■ **YOUR OBJECTIVE**
What do the lines from the one containing "the horizontal stabilizer" through the end of the entries say? Quote them exactly, and only them.

***

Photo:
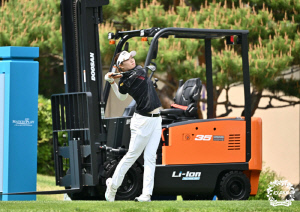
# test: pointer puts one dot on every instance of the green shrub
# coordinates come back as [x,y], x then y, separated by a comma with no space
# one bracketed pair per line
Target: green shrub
[266,176]
[45,147]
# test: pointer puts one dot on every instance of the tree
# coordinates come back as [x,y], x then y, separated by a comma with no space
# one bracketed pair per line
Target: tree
[273,46]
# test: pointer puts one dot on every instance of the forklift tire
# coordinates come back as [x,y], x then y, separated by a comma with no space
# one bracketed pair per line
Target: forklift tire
[131,186]
[234,185]
[85,194]
[198,197]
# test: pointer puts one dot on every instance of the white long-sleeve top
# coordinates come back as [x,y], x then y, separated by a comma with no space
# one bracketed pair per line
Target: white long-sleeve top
[120,96]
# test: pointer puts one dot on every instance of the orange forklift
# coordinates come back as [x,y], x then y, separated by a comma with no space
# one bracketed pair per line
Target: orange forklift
[197,158]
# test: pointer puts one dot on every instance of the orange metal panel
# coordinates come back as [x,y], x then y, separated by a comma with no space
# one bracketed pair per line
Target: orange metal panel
[200,143]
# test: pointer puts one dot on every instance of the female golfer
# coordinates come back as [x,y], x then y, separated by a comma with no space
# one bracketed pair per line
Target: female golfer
[145,124]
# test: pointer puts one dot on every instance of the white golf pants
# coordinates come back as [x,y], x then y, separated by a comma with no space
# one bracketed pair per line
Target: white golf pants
[145,135]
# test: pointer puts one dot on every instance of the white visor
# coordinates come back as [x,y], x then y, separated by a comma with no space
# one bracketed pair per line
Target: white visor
[124,55]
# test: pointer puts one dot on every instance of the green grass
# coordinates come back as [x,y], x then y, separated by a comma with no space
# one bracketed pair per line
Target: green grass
[47,183]
[56,203]
[161,206]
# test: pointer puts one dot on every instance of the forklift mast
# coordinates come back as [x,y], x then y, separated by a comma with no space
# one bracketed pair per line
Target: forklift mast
[76,113]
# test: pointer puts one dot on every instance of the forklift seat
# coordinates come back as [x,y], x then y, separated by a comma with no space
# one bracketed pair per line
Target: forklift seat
[186,101]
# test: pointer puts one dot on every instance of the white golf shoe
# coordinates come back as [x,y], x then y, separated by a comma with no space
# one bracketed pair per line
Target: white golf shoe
[110,192]
[143,198]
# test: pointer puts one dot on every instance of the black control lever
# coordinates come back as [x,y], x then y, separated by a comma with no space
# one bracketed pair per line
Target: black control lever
[154,83]
[120,150]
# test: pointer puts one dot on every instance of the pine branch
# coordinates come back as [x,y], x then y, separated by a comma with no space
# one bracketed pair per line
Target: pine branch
[294,69]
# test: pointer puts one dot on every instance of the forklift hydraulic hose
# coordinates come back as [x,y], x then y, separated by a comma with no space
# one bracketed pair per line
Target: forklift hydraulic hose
[110,149]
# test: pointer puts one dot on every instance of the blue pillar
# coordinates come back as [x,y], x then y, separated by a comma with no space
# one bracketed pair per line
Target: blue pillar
[18,138]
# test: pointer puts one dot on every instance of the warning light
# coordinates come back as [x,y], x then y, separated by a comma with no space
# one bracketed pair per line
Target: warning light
[230,40]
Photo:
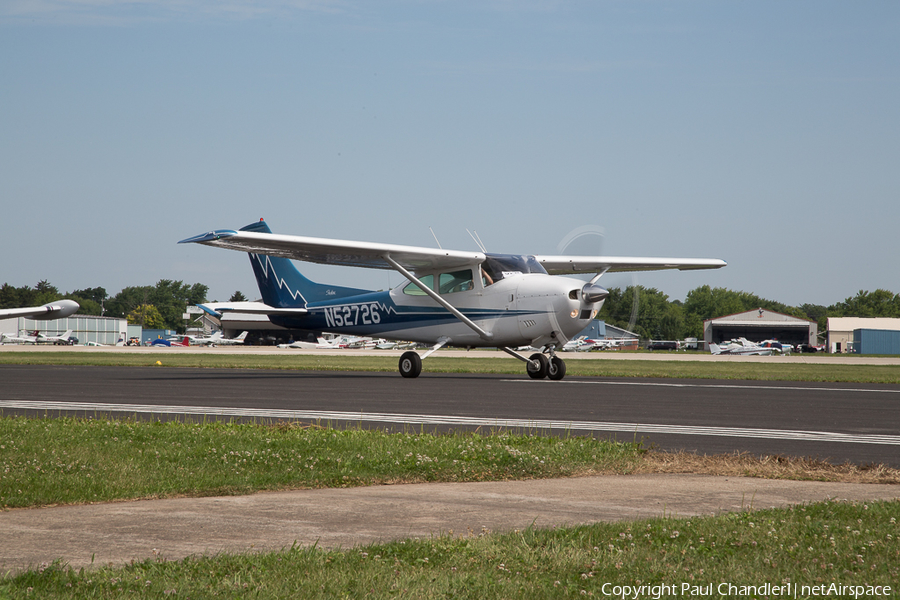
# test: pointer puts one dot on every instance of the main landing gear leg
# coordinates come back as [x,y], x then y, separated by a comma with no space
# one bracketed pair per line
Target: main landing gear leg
[539,365]
[411,362]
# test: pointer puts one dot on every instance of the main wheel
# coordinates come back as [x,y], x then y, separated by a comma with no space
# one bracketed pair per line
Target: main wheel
[556,370]
[538,365]
[410,364]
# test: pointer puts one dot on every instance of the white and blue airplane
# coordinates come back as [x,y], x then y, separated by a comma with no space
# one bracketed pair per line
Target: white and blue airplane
[450,297]
[45,312]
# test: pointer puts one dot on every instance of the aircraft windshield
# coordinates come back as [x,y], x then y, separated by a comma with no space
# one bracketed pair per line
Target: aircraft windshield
[498,266]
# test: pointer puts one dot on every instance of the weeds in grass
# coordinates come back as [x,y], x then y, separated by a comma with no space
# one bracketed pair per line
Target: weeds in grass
[66,460]
[818,544]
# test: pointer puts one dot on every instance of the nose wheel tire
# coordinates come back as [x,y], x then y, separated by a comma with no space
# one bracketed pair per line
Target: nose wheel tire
[556,369]
[410,364]
[538,366]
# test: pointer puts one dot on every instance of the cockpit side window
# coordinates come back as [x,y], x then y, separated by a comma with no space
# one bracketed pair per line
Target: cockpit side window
[499,266]
[456,281]
[412,289]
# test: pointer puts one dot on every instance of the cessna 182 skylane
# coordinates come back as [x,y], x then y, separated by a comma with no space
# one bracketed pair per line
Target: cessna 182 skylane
[450,298]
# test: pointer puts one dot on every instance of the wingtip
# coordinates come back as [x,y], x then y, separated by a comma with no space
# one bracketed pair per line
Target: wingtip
[210,236]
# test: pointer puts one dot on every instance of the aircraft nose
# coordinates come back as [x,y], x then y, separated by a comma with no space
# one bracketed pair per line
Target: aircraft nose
[593,293]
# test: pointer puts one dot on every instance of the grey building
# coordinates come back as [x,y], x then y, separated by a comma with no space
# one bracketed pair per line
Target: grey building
[758,325]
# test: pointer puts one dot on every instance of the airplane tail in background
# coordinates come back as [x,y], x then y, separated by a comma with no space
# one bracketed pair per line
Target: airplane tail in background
[282,285]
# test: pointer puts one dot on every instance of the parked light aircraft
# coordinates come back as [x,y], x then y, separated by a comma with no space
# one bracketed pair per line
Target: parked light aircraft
[223,341]
[744,347]
[54,339]
[450,298]
[5,338]
[52,310]
[184,342]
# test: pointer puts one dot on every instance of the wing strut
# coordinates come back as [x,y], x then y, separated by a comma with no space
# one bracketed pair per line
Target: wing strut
[485,335]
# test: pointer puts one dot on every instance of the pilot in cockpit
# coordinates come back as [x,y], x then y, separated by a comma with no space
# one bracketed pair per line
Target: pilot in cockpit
[486,278]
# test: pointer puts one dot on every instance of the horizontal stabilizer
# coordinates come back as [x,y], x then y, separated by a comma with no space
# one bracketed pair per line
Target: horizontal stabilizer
[217,309]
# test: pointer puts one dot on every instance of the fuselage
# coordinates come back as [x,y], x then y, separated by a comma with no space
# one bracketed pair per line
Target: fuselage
[521,309]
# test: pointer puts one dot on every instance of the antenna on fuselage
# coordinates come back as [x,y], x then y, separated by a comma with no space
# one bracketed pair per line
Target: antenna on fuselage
[477,240]
[435,237]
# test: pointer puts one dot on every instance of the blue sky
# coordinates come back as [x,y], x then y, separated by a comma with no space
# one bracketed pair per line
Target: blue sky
[765,133]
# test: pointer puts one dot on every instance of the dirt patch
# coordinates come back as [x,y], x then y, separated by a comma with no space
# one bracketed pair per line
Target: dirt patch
[768,467]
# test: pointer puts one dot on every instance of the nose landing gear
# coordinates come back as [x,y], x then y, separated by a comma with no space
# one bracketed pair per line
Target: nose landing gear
[540,366]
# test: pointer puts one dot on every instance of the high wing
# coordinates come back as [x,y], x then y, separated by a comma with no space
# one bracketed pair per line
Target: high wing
[51,310]
[562,265]
[337,252]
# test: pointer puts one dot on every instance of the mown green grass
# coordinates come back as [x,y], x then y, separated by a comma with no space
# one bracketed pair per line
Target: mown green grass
[789,370]
[820,544]
[68,461]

***

■ **COMPLETE RESPONSE**
# test: pointer puts one dot on every instance of the horizontal stabilizer
# coordinates come back as [x,y], x then y, separated by a comma with no space
# one bracketed pair per line
Target: horizontal stabilizer
[217,309]
# test: pointer puts one dot on every instance of the fuselage
# coordinates come back as [x,y], x then y, separated by a comma with no space
# one bracketed pair per line
Target: fuselage
[521,309]
# test: pointer puts one dot on every instance of the antenna on fuselage
# coordinates come back as [x,y], x then y, separated by a comma with no space
# one bracketed pair per line
Target: antenna on fuselage
[477,240]
[435,237]
# test: pointer puts one dot on every instance of the blue sky
# coordinates come back as [x,y], x then y, separated by a comma with no space
# one bracketed pair per line
Target: blue sky
[765,133]
# test: pointer puts one dot on every instance of the dirt patch
# coordinates come back as [x,y], x then y, separated by a comma with no space
# one bracketed pair per line
Target: dirt patch
[768,467]
# test: pointer puts one dot on every instance of the nose landing gear
# coordinates come back as [x,y], x then y, separated by a comma with no space
# one bracketed pair per line
Target: nose landing gear
[540,366]
# test: pointer puts one dot on every instance of the high wing
# coordinates come back as [x,y], x then y, separated by a comma with no space
# one bracketed pair per line
Target: high wing
[51,310]
[562,265]
[337,252]
# test: pointer puts one dot on every instance of the mown green grass
# coordinates come back as [x,y], x then y, separated by a comma with no space
# one bracketed pair per line
Target: mown green grass
[789,370]
[820,544]
[68,461]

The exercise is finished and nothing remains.